> [SUPPLIED PASSAGE]
- Opening Delimiter -
Einstein-v6-7B: A Fine-Tuned Mistral Model
Einstein-v6-7B is a 7 billion parameter language model developed by Weyaxi, built upon the robust alpindale/Mistral-7B-v0.2-hf architecture. This model underwent a full fine-tuning process over two epochs, utilizing a diverse array of instruction and chat-based datasets, including merged_all.json, gpteacher-instruct-special-alpaca.json, wizardlm_evol_instruct_70k_random_half.json, and various ShareGPT datasets like capybara_sharegpt.json and slimorca_dedup_filtered_95k_sharegpt.json.
Key Capabilities & Performance
This model is designed for general-purpose conversational AI, demonstrating solid performance on the Open LLM Leaderboard with an average score of 67.12. Notable benchmark results include:
- AI2 Reasoning Challenge (25-Shot): 63.57
- HellaSwag (10-Shot): 82.76
- MMLU (5-Shot): 62.23
- GSM8k (5-shot): 63.53
It supports a context length of 4096 tokens and is configured to use a ChatML prompt template, facilitating structured interactions via tokenizer.apply_chat_template().
- Closing Delimiter -
> [MATERIAL PROVIDED]
- Opening Delimiter -
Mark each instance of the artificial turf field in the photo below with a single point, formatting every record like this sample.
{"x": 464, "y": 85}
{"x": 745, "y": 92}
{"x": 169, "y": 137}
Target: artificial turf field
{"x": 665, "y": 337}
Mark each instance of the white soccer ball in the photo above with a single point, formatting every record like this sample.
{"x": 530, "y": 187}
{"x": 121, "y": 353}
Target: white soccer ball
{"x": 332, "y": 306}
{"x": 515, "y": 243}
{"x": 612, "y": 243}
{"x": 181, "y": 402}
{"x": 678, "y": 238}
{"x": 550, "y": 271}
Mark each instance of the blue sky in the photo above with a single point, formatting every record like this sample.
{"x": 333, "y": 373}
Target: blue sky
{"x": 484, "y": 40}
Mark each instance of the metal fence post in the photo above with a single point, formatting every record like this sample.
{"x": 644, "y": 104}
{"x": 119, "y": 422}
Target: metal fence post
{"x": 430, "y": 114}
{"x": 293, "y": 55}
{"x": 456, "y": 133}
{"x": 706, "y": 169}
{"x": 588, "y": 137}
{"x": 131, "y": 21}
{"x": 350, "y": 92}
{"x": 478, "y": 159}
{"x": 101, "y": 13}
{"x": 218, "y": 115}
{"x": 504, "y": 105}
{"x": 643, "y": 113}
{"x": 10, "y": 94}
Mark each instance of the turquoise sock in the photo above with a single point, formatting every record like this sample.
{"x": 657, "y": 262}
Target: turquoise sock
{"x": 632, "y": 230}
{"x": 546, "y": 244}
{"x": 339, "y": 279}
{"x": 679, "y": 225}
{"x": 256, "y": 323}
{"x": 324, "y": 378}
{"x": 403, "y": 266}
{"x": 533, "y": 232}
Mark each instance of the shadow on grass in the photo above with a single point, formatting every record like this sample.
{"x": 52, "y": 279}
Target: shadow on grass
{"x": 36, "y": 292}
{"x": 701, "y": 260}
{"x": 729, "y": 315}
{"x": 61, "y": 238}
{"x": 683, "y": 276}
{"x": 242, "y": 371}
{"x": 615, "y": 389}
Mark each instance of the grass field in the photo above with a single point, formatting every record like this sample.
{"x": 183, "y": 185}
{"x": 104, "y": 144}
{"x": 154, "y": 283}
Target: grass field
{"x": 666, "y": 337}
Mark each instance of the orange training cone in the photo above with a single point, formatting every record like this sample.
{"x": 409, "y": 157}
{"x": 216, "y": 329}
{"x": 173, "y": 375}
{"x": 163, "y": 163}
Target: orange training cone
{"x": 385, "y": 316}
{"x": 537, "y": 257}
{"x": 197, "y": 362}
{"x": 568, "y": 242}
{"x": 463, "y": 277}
- Closing Delimiter -
> [ASSIGNMENT A] According to the Einstein-v6-7B model description, what context length does the model support?
> [ASSIGNMENT B] Summarize the Einstein-v6-7B model description in two sentences.
> [ASSIGNMENT C] Write the next part of the Einstein-v6-7B model description, picking up after its final sentence.

> [REPLY A] 4096 tokens.

> [REPLY B] Einstein-v6-7B is a 7-billion-parameter language model from Weyaxi, fully fine-tuned for two epochs on alpindale/Mistral-7B-v0.2-hf using instruction and chat datasets that include several ShareGPT sets. It is meant for general-purpose conversational AI, averages 67.12 on the Open LLM Leaderboard, supports a 4096-token context, and uses a ChatML prompt template.

> [REPLY C]
Unique Aspects & Usage
Einstein-v6-7B was trained using axolotl on a powerful GPU setup, with sponsorship from sablo.ai. The model is available in various quantized versions, including GGUF, ExLlamaV2, and AWQ, provided by community contributors like @bartowski and @solidrust. Its training on a broad spectrum of conversational data makes it suitable for applications requiring robust instruction following and general dialogue capabilities.